───── SUPPLIED DATA
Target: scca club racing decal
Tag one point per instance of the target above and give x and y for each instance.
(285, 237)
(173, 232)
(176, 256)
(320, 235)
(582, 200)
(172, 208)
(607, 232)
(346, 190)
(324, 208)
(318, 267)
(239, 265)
──────────
*ASSIGNMENT*
Output the line bearing "Tag one point" along with all the lines after it through the end of the entries, exactly, and no other lines.

*ANSWER TO THIS TASK*
Tag one point per instance of the target above and give x and y for each instance.
(285, 237)
(173, 232)
(176, 256)
(320, 235)
(582, 200)
(172, 208)
(607, 232)
(346, 190)
(324, 208)
(318, 267)
(239, 265)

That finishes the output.